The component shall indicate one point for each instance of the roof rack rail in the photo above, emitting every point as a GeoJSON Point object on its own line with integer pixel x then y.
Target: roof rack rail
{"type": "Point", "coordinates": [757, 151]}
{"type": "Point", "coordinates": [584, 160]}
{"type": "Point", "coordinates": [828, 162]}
============
Instructions for the task: The entries above should be copied out exactly, with none left out.

Task result:
The component shall indicate one point for each instance of the roof rack rail in the photo above, emitting every point as a GeoJSON Point object on its own line with integer pixel x then y.
Target: roof rack rail
{"type": "Point", "coordinates": [757, 151]}
{"type": "Point", "coordinates": [584, 160]}
{"type": "Point", "coordinates": [828, 162]}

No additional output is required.